Written task =
Please set down the data below line for line, without changing anything.
— START Exercise input —
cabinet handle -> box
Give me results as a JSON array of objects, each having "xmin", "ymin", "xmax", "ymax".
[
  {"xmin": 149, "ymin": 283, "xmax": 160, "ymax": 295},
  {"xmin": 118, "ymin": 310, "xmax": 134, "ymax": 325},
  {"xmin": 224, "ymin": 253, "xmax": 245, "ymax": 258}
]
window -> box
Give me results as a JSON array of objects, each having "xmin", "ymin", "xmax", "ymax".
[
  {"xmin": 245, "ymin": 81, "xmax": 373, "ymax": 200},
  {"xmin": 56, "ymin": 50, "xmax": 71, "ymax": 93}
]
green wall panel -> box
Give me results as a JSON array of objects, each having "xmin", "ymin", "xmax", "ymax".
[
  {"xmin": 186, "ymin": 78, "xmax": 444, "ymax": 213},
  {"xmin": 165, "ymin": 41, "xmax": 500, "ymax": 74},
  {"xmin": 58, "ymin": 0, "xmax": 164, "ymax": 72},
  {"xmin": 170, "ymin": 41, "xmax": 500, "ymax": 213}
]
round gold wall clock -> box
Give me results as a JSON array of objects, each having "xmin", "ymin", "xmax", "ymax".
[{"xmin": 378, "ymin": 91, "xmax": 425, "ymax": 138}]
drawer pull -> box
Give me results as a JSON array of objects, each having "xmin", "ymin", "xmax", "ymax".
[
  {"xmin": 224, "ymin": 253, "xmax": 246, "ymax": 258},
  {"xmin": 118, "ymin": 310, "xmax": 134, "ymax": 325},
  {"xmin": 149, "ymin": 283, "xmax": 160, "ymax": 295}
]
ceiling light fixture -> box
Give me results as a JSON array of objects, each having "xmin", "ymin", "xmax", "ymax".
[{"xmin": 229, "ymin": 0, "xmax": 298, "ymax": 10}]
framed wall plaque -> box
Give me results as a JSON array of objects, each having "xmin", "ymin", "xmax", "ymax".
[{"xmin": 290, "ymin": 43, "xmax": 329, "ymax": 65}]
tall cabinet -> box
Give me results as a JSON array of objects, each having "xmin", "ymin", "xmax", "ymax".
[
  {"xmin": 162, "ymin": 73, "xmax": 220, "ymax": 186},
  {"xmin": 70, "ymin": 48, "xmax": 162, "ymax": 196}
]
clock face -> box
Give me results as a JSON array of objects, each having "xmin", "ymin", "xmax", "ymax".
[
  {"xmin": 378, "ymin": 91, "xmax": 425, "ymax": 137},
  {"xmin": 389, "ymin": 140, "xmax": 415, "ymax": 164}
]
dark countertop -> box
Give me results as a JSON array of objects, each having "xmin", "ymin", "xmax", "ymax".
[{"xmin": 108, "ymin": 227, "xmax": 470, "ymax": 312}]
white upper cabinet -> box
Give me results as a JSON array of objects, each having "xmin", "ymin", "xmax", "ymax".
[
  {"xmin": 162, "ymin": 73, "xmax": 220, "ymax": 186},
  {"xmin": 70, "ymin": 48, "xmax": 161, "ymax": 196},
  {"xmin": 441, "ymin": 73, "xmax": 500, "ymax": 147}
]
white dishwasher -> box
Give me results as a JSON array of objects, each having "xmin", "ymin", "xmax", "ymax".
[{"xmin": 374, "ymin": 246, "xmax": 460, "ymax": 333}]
— END Exercise input —
The response =
cabinet handle -> box
Give me results as a JSON array of objects, each having "xmin", "ymin", "xmax", "ymax".
[
  {"xmin": 149, "ymin": 283, "xmax": 160, "ymax": 295},
  {"xmin": 118, "ymin": 310, "xmax": 134, "ymax": 325},
  {"xmin": 224, "ymin": 253, "xmax": 245, "ymax": 258}
]
window -> box
Give me results as a JSON array of objects, each having "xmin", "ymin", "xmax", "ymax".
[
  {"xmin": 245, "ymin": 81, "xmax": 373, "ymax": 200},
  {"xmin": 56, "ymin": 50, "xmax": 71, "ymax": 93}
]
green wall panel -> box
Give me results as a JSON array of objects, each having "xmin", "ymin", "xmax", "ymax".
[
  {"xmin": 186, "ymin": 78, "xmax": 444, "ymax": 213},
  {"xmin": 165, "ymin": 41, "xmax": 500, "ymax": 74},
  {"xmin": 58, "ymin": 0, "xmax": 164, "ymax": 72},
  {"xmin": 170, "ymin": 41, "xmax": 500, "ymax": 213}
]
round gold wall clock -> box
Give me results as a JSON array of objects, each having "xmin", "ymin", "xmax", "ymax".
[{"xmin": 378, "ymin": 91, "xmax": 425, "ymax": 138}]
drawer pull -> box
Give me results as a JSON array of objects, each having "xmin", "ymin", "xmax", "ymax".
[
  {"xmin": 224, "ymin": 253, "xmax": 246, "ymax": 258},
  {"xmin": 118, "ymin": 310, "xmax": 134, "ymax": 325},
  {"xmin": 149, "ymin": 283, "xmax": 160, "ymax": 295}
]
ceiling light fixture -> box
Give me results as a JSON array of objects, each having "xmin", "ymin", "xmax", "ymax".
[{"xmin": 229, "ymin": 0, "xmax": 298, "ymax": 10}]
framed wall plaque -> box
Give me results as a JSON array of objects, each having "xmin", "ymin", "xmax", "ymax".
[{"xmin": 290, "ymin": 43, "xmax": 329, "ymax": 65}]
tall cabinet -> box
Give me results as a JSON array of objects, each having "xmin", "ymin", "xmax", "ymax".
[
  {"xmin": 162, "ymin": 73, "xmax": 220, "ymax": 186},
  {"xmin": 70, "ymin": 48, "xmax": 162, "ymax": 196}
]
clock face -> box
Give me results as a JSON array of objects, each having "xmin", "ymin", "xmax", "ymax".
[
  {"xmin": 378, "ymin": 91, "xmax": 425, "ymax": 137},
  {"xmin": 389, "ymin": 140, "xmax": 415, "ymax": 164}
]
dark countertop -> box
Give me results as a JSON array of objects, each having "xmin", "ymin", "xmax", "ymax".
[{"xmin": 108, "ymin": 227, "xmax": 470, "ymax": 312}]
white upper cabinet -> box
Give me results as a JSON array of objects, each having "xmin", "ymin", "xmax", "ymax".
[
  {"xmin": 162, "ymin": 73, "xmax": 220, "ymax": 186},
  {"xmin": 70, "ymin": 48, "xmax": 161, "ymax": 196},
  {"xmin": 441, "ymin": 73, "xmax": 500, "ymax": 147}
]
white dishwasher -> box
Give me results as a JSON array of objects, each having "xmin", "ymin", "xmax", "ymax".
[{"xmin": 374, "ymin": 246, "xmax": 460, "ymax": 333}]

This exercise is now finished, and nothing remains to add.